THE TASK:
Copy the county history passage from "The population of" to "a heavy debt.", swapping "plantation" for "estate" wherever it occurs.

PAGE EXTRACT:
The population of the county in 1810 was 6,809 whites and 3,220 slaves;
in 1830 there were 5,554 whites and 7,707 slaves; in 1850 the free
population had been reduced to 3,326 whites, and there were 7,468
slaves.
These figures tell the story of the great changes which passed over
this magnificent country. The necessity of providing for so many
dependents left the slaveholder but little time to improve his
plantation, and when he wore out his lands he opened new forests, until
he had laid the whole wood low. He found himself at the end of the war
between the States with a yard full of negroes, a sadly impoverished
plantation and a heavy debt.
The railroad reached Eatonton as a branch of the Central soon after the
Milledgeville branch was completed. It was finally extended to
Covington, so that the city of Eatonton has now good railroad
facilities.
Putnam early had academies, and the academy at Eatonton was a famous
school taught by Alonzo Church, afterward president of the State
University. There were some county academies in addition to the central
academy, and quite a number of private schools. A famous academy was
known as Union academy, near where Philadelphia church now is. Here
William H. Seward, a young New Yorker, taught a country school. He
afterward returned to New York, became its governer, and was in after
time secretary of state. Near this same church Jos. A. Turner, an
eccentric, gifted man, published the Countryman, and in his country
office Joel Chandler Harris learned his trade as a printer and began
his career as a writer for the press.

RECORDED INFORMATION:
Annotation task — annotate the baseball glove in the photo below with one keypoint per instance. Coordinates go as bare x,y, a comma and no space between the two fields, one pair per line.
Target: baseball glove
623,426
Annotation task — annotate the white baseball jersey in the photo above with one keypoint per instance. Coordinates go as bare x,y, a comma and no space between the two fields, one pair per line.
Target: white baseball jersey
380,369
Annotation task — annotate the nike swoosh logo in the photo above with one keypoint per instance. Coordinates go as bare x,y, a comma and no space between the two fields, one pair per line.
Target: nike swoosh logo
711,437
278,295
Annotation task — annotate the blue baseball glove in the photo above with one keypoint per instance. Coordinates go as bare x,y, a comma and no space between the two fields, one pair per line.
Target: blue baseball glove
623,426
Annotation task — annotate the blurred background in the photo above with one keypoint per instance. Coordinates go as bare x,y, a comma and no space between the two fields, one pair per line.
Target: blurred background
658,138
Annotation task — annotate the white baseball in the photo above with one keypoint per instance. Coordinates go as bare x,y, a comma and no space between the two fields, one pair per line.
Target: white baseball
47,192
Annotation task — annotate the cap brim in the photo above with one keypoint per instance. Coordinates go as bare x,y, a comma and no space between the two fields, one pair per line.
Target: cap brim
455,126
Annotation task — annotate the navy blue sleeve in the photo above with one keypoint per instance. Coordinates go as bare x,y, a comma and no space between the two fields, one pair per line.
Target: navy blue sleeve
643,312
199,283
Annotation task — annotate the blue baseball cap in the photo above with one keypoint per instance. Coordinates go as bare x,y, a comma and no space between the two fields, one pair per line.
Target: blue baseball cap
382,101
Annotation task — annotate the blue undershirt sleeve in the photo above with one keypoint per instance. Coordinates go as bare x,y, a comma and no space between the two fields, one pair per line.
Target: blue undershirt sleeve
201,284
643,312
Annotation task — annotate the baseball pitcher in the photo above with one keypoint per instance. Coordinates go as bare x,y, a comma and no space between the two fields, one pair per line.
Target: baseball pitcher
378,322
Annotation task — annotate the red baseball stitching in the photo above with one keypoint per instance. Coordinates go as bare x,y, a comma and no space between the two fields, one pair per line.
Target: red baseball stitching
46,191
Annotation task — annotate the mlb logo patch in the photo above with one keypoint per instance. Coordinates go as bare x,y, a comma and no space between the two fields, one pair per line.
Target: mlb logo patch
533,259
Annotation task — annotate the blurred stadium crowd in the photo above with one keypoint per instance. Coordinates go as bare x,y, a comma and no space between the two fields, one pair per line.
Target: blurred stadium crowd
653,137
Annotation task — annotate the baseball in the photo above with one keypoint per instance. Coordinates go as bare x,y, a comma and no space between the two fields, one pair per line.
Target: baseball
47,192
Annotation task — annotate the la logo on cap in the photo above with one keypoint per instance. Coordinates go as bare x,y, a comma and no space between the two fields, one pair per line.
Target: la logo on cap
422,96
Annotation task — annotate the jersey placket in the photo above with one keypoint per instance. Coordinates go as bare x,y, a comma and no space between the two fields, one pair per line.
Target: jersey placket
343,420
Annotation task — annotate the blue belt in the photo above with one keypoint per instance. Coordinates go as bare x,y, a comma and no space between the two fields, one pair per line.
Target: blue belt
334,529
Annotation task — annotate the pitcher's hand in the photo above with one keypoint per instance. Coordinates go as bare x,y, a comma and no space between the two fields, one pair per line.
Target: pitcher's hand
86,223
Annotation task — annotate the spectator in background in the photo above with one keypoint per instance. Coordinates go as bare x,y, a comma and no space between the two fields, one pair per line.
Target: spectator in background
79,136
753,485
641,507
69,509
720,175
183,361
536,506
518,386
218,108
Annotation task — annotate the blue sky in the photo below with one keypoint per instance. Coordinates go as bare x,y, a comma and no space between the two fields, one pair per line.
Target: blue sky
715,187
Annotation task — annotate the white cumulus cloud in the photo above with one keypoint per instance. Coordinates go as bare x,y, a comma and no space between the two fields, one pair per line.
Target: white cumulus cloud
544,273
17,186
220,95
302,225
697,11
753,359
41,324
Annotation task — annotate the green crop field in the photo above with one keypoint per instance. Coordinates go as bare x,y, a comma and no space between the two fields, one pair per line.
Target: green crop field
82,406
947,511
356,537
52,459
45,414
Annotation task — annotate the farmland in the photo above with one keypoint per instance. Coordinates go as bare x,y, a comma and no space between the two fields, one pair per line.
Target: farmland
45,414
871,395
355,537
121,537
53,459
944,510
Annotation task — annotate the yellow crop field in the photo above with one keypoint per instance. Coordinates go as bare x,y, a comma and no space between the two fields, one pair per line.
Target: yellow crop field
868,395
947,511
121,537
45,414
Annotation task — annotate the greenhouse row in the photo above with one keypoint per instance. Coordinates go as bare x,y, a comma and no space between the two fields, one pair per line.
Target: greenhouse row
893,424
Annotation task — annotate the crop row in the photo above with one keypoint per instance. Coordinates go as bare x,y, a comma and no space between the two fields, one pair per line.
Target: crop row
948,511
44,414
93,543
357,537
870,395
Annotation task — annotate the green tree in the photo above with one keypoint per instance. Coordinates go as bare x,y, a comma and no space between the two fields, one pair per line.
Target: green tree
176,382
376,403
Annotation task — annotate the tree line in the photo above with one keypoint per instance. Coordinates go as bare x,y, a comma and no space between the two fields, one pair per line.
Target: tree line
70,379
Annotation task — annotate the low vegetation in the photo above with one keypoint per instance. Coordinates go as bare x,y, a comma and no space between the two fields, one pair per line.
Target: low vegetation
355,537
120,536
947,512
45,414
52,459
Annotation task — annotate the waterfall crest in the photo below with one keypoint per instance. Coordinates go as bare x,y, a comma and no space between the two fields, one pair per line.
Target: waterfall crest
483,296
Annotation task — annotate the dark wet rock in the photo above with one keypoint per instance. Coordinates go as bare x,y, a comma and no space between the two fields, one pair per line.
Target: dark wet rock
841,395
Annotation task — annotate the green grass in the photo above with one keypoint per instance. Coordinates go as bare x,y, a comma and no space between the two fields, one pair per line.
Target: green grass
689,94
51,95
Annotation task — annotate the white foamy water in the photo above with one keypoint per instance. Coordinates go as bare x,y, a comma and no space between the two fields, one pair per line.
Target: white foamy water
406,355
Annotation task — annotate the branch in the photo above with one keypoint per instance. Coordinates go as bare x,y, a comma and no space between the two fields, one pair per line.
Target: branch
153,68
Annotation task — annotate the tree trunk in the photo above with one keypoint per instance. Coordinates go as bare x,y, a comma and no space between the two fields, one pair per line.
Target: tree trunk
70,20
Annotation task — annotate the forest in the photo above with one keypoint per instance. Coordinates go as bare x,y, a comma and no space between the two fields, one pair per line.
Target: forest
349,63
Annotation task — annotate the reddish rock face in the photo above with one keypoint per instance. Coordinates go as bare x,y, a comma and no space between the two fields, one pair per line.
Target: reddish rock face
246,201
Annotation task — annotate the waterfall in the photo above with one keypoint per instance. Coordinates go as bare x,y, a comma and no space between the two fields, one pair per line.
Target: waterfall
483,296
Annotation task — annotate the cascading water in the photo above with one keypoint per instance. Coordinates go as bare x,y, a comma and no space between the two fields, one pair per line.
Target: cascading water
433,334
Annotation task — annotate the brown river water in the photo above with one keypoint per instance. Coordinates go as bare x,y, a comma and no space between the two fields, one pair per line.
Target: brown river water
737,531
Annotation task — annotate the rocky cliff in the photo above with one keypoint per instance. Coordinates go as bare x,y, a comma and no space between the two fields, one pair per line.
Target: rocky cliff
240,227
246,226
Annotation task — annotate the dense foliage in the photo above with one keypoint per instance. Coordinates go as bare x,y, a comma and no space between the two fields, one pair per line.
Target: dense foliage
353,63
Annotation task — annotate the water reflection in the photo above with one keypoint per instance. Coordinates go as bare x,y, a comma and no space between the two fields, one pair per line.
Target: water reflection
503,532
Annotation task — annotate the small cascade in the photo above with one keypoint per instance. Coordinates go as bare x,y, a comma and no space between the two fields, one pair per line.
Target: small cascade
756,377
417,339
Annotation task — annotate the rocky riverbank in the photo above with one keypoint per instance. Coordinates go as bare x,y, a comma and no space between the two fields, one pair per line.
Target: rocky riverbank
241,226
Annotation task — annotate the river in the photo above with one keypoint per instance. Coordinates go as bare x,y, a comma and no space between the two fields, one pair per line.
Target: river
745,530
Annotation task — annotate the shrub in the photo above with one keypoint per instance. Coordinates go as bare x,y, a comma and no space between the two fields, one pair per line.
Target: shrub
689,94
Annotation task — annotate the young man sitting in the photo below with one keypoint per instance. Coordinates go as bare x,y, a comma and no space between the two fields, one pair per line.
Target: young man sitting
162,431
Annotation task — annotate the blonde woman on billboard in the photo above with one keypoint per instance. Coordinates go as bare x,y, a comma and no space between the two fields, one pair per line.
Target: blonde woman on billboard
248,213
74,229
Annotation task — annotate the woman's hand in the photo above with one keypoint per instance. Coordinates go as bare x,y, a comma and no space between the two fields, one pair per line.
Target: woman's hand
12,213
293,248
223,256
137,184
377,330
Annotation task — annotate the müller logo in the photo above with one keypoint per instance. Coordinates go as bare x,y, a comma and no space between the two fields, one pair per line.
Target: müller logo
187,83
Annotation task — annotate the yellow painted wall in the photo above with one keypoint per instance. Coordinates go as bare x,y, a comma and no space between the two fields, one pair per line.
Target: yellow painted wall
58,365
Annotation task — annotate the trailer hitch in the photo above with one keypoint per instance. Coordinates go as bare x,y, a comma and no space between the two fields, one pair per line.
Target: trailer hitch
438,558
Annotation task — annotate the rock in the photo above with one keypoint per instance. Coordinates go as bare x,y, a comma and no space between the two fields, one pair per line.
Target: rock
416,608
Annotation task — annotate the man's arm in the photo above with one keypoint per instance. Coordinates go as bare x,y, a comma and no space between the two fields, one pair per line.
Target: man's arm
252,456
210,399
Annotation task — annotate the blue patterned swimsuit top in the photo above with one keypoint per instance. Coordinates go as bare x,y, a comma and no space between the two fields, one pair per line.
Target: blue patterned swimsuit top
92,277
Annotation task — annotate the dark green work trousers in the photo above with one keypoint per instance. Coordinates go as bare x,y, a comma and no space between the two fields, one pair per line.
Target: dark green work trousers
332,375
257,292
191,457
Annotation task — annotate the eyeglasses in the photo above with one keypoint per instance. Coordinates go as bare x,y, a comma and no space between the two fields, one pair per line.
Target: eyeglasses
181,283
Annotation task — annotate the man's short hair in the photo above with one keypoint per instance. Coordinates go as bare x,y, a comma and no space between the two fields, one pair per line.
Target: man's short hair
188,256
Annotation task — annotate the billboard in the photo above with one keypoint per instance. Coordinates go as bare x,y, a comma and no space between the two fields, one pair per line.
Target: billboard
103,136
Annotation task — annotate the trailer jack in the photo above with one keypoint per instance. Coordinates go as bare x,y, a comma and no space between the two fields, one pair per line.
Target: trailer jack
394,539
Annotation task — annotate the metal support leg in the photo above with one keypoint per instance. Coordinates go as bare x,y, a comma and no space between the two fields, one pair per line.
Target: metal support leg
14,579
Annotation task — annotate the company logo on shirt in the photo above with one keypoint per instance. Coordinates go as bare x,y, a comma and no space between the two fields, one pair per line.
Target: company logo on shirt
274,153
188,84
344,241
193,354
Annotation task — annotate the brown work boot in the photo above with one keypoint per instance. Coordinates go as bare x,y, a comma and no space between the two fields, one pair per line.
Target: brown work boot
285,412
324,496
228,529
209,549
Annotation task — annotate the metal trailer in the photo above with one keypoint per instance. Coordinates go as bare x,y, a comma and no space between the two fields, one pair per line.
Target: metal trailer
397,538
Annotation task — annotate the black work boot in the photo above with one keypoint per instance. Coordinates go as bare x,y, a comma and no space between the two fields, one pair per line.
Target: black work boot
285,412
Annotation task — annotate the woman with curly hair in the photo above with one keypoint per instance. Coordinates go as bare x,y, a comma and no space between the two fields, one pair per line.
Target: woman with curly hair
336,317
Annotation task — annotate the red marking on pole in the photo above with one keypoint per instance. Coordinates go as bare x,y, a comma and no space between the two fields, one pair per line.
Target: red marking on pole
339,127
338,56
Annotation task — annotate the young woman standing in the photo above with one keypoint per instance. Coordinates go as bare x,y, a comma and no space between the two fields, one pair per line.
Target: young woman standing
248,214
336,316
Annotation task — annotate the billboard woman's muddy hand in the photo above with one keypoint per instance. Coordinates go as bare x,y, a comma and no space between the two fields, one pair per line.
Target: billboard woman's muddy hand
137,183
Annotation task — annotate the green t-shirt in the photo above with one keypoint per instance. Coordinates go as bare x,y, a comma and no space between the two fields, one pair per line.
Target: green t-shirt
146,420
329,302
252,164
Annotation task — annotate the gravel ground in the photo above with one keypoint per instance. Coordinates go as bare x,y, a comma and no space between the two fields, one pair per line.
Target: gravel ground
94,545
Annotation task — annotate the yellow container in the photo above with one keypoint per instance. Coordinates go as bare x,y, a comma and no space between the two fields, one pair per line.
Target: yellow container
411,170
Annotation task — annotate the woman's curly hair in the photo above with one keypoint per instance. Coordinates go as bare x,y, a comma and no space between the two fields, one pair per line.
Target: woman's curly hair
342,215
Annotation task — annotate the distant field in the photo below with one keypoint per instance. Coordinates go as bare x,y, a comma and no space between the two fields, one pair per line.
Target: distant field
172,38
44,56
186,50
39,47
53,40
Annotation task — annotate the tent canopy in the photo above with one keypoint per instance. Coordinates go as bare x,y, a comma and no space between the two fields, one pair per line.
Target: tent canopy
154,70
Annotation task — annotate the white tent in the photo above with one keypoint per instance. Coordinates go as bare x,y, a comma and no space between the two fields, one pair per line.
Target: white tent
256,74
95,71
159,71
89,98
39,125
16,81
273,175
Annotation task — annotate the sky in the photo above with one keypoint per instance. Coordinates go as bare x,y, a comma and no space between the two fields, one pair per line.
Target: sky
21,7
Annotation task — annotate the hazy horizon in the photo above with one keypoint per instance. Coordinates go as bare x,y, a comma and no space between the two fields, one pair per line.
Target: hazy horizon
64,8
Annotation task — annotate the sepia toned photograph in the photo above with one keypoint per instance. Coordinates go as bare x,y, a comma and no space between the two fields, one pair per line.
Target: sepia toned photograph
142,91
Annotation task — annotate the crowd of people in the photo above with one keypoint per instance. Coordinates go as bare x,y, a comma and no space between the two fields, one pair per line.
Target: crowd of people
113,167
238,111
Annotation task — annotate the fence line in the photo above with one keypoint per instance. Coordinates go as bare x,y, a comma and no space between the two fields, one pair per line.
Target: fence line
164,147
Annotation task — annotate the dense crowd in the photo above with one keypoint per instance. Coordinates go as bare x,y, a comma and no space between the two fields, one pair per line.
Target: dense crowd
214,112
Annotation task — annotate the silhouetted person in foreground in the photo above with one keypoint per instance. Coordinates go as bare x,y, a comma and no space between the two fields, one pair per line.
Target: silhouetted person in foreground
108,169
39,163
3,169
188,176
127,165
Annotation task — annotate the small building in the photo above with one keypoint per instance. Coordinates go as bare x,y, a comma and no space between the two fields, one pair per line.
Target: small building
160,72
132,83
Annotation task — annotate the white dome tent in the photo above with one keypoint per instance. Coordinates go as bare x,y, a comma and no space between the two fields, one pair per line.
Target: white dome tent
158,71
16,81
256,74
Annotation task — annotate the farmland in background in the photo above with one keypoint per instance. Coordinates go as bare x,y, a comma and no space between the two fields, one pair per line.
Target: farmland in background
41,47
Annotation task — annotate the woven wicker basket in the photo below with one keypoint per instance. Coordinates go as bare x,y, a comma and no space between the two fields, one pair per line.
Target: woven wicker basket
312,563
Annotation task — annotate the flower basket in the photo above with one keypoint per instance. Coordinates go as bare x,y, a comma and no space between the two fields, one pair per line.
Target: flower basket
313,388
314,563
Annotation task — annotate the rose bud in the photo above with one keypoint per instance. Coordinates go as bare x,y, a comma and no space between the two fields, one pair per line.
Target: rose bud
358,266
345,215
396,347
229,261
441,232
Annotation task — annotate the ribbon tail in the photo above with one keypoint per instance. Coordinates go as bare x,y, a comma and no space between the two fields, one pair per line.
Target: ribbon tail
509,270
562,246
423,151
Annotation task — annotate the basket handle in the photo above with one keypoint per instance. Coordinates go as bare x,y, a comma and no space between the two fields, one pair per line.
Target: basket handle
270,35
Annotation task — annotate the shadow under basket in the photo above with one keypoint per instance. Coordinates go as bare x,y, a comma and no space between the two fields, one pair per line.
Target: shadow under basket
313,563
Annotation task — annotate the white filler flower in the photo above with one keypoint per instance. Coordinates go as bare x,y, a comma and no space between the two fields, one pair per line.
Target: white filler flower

EXPECTED ANSWER:
The population of the county in 1810 was 6,809 whites and 3,220 slaves;
in 1830 there were 5,554 whites and 7,707 slaves; in 1850 the free
population had been reduced to 3,326 whites, and there were 7,468
slaves.
These figures tell the story of the great changes which passed over
this magnificent country. The necessity of providing for so many
dependents left the slaveholder but little time to improve his
estate, and when he wore out his lands he opened new forests, until
he had laid the whole wood low. He found himself at the end of the war
between the States with a yard full of negroes, a sadly impoverished
estate and a heavy debt.